Items listed in a dataset
****
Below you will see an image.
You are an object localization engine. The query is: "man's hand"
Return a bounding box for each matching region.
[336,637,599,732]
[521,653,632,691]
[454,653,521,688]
****
PROBLEM TO SOLVE: Rewrite the records with "object localization engine" switched to "object detection engine", leaving everything else untouched.

CORRECT OUTPUT:
Below you will see an image.
You are an object detection engine. The query is: "man's hand"
Return a bounding box for each matching region.
[336,637,599,732]
[521,653,632,691]
[454,653,521,688]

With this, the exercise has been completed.